Task brief: Word for word, retype the tail of the data below, starting with the line that has "Hi there — would you mind identifying the dorsal" and including the last line.

[Phrase grounding data]
________________________________________

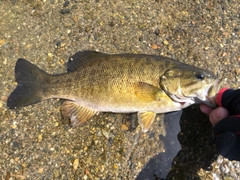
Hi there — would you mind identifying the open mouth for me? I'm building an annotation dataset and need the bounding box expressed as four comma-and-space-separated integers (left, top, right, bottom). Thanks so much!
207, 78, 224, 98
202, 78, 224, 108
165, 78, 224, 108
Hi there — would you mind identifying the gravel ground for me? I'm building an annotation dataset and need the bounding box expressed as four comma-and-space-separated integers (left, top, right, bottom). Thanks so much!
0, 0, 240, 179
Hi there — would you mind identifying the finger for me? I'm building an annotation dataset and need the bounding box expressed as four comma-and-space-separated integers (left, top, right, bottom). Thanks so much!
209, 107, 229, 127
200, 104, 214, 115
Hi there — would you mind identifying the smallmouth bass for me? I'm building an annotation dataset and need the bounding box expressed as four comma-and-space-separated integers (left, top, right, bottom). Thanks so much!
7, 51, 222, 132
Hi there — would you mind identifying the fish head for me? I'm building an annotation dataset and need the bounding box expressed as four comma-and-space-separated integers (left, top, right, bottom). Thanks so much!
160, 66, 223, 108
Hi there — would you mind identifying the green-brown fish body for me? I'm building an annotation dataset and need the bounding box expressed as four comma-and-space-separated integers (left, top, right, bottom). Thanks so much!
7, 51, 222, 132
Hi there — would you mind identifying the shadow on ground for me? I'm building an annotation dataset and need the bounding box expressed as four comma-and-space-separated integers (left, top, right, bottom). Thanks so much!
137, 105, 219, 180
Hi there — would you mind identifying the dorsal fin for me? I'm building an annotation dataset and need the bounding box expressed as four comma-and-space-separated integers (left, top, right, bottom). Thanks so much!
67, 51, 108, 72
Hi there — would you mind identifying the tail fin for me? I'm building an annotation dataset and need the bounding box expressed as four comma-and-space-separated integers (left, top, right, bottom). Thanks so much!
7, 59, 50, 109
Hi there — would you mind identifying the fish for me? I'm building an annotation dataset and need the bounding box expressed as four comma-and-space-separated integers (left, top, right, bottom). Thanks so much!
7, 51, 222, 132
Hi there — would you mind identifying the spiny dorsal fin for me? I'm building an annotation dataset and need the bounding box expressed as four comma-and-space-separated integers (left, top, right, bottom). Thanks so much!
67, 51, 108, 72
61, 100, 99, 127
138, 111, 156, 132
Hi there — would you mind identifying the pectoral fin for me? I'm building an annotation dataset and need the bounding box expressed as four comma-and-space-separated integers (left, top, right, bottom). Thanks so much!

________________________________________

Final answer:
Hi there — would you mind identifying the dorsal fin for me? I'm building an annotation dataset and need the bounding box expressed as four comma-and-space-separated integers (left, top, right, bottom). Thanks so much!
67, 51, 108, 72
Hi there — would you mind identifying the tail fin for me? I'm building an annotation dataset and need the bounding box expressed as four comma-and-space-separated integers (left, top, right, bottom). Thanks so much!
7, 59, 50, 109
Hi there — would you mind identifying the fish for me? I'm building an annotation dataset and need the bounding box expressed as four comma-and-space-separated integers (left, top, right, bottom). Thanks so much!
7, 51, 222, 132
Hi there — would you mind identifying the spiny dorsal fin for me? I'm building an annotation dataset and need the bounding box expressed as four comma-and-space-separated integers (left, top, right, bottom). Thanks so much!
67, 51, 108, 72
61, 100, 99, 127
138, 111, 156, 132
Hi there — would you mind identifying the pectoral fin for me? I'm building an annotation dataset and need the bounding box expressed as four comma-and-space-separated integers (left, top, right, bottom). Thanks so much!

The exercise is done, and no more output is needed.